Entries that point to named objects:
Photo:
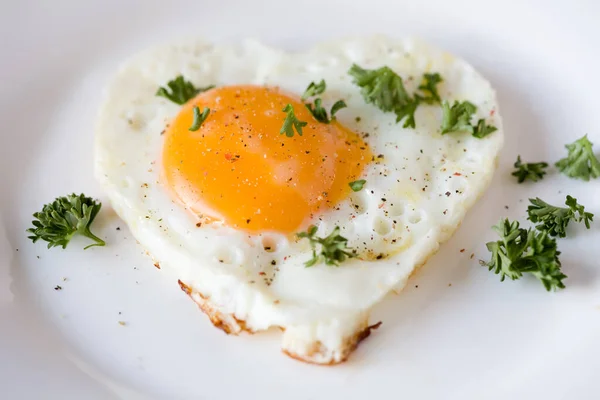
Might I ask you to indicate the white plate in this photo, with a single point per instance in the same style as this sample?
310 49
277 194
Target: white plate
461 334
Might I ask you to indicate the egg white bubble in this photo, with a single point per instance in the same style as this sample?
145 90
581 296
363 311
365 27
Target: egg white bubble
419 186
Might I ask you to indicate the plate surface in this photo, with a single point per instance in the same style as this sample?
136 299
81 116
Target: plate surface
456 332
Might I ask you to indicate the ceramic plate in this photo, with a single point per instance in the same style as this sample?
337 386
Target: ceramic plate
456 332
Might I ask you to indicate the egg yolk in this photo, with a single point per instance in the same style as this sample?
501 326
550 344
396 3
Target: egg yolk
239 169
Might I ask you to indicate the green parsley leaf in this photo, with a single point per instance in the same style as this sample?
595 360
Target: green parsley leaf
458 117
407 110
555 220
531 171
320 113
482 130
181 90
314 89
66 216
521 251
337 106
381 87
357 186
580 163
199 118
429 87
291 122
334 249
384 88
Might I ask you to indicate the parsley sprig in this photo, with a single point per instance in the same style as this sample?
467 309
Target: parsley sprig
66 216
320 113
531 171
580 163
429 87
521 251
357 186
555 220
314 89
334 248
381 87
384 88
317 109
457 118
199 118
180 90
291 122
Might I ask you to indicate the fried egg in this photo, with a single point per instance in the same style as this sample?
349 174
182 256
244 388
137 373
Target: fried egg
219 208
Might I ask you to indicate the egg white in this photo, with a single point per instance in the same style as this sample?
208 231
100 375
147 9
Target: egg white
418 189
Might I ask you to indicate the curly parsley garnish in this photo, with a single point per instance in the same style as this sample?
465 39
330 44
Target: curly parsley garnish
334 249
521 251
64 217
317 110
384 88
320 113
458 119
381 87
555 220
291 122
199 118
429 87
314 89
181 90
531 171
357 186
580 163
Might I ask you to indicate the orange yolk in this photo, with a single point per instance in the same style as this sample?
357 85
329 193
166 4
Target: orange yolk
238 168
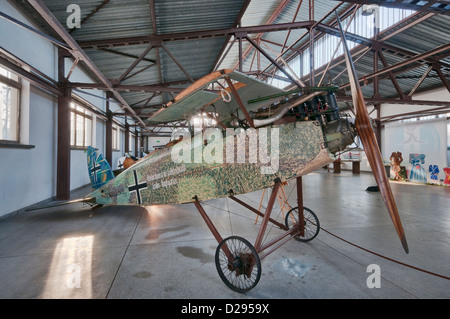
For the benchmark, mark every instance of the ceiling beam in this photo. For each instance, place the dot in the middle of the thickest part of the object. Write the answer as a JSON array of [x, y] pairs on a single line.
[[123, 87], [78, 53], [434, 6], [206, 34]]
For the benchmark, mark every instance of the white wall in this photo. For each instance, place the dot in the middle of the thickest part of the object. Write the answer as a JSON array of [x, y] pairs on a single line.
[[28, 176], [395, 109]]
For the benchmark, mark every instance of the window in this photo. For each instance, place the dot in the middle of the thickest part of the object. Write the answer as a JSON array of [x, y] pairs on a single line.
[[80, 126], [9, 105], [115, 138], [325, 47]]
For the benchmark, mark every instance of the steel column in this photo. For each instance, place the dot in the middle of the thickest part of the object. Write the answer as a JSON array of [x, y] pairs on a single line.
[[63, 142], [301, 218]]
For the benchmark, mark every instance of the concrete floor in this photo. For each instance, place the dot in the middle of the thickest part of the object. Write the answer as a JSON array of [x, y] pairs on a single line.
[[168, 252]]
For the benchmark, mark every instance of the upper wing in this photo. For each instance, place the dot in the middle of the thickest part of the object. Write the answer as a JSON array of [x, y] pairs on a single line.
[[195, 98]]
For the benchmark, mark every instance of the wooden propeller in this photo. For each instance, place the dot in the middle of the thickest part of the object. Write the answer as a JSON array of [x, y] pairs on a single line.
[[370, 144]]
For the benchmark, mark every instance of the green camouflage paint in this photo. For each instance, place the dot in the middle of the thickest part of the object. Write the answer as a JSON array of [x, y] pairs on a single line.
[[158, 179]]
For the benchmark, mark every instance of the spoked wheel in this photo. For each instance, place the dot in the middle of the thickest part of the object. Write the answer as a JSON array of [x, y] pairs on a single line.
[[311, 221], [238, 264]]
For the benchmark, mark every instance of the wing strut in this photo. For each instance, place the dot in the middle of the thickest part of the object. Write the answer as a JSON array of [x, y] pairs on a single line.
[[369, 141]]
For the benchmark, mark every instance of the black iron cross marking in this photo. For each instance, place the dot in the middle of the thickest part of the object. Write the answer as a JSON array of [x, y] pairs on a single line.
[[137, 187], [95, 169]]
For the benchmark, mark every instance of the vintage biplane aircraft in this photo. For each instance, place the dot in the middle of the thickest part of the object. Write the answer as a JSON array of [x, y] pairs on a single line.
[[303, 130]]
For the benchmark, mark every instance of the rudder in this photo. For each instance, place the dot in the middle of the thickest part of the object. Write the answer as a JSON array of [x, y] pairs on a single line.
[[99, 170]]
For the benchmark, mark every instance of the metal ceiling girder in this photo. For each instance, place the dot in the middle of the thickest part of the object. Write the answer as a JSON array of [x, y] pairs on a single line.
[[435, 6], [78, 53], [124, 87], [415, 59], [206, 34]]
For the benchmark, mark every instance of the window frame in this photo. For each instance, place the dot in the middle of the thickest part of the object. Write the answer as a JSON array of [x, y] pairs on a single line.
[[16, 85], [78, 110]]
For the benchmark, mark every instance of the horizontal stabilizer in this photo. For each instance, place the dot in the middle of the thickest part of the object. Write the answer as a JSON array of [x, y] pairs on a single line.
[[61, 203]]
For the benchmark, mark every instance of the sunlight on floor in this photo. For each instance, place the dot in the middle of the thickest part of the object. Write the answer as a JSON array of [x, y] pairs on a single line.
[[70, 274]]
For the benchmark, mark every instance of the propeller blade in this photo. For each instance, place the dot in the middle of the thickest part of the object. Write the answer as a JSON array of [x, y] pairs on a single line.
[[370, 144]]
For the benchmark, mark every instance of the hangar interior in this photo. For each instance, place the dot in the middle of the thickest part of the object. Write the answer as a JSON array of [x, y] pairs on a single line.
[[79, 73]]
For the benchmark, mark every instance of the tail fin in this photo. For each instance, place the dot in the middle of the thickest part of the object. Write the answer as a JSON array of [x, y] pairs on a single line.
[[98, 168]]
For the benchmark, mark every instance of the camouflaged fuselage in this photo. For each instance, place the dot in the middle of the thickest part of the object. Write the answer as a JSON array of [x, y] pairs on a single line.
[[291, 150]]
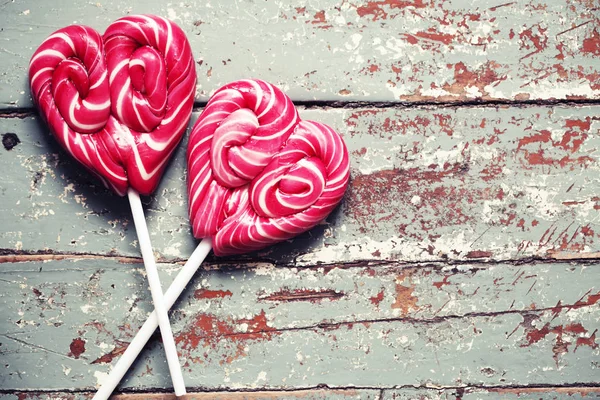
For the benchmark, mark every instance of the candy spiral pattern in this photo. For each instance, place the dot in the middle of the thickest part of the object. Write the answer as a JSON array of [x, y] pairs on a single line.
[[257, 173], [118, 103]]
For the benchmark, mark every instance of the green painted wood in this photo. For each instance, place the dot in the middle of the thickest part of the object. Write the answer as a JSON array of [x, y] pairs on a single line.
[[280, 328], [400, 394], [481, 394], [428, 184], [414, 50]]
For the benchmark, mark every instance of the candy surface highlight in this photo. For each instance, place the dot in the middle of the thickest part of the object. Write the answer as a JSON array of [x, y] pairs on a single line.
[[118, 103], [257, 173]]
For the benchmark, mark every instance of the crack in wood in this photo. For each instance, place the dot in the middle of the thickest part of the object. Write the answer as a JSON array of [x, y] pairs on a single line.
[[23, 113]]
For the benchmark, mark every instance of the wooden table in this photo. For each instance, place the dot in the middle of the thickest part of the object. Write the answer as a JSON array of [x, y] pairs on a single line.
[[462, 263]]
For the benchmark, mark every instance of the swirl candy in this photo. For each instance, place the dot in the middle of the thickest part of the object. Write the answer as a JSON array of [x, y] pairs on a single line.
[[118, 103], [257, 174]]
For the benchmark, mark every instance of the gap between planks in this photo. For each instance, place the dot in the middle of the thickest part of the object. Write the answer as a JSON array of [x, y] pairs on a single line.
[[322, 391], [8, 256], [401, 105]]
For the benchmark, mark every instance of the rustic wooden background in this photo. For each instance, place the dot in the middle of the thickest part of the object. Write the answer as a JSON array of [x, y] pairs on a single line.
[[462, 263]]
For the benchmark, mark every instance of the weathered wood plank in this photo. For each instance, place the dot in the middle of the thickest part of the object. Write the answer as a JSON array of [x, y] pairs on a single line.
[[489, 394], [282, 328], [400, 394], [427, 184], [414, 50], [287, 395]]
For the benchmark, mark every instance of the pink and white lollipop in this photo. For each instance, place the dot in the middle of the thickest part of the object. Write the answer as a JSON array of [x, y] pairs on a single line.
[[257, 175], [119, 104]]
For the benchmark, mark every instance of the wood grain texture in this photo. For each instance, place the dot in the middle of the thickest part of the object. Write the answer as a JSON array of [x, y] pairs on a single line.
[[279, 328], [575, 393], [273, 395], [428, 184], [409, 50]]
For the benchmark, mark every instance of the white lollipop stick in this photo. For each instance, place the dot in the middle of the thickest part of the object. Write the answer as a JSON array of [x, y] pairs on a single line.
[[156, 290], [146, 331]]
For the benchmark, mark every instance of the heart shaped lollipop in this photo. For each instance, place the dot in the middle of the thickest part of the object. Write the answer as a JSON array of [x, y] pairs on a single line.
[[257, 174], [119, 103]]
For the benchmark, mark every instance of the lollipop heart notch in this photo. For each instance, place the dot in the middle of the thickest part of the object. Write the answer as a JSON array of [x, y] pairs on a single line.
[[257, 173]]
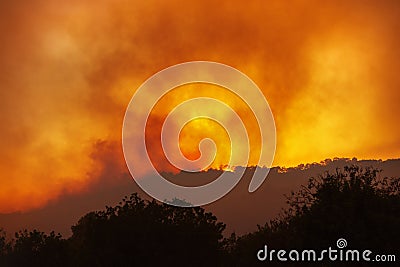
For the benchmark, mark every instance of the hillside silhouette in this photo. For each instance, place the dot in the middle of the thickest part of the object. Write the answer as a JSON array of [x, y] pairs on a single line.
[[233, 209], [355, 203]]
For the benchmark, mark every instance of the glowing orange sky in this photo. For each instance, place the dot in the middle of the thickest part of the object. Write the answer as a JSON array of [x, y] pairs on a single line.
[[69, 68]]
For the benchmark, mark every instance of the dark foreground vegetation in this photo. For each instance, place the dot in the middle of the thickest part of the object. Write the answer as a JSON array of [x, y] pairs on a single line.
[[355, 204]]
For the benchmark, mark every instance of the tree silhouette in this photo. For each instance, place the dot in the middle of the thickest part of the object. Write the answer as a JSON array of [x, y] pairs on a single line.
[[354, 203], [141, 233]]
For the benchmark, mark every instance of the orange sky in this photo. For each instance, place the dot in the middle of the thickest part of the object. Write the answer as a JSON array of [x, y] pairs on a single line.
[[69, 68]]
* * *
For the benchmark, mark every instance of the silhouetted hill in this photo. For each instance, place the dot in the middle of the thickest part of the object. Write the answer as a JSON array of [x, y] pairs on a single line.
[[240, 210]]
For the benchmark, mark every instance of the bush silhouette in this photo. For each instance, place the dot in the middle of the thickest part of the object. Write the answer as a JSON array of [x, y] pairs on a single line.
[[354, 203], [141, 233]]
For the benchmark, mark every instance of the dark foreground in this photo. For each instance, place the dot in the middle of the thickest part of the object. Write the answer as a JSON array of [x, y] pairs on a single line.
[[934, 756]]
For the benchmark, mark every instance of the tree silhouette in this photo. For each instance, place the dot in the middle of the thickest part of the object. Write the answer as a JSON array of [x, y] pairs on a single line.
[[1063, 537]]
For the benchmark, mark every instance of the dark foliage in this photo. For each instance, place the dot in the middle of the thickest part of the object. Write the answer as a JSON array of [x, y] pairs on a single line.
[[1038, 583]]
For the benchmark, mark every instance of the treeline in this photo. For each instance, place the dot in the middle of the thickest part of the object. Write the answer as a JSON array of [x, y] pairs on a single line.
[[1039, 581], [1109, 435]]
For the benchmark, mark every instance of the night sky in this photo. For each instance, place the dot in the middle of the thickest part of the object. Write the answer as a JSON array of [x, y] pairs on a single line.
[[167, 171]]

> [EXERCISE BRIEF]:
Copy out the rows unchanged, starting at the line containing "For the benchmark, mark every instance of the upper" and ending with the line containing "[[158, 179]]", both lines included.

> [CORRECT ANSWER]:
For the benchmark, mark every instance of the upper wing in this photo. For each instance, place the dot in the middle of the thickest part of the object. Write the answer as a JSON array of [x, y] pairs on a single line.
[[195, 98]]
For the benchmark, mark every instance of the wooden propeller in this photo. For each instance, place the dot in the middle of the thickest part of the object. Write the answer as a JSON array of [x, y] pairs on a single line.
[[370, 144]]
For the benchmark, mark every instance of the green camouflage paint in this photo. For each instance, place the dot in the middle of the thickest part of the object. Write the answer as a JSON array of [x, y] pairs on a single line.
[[158, 179]]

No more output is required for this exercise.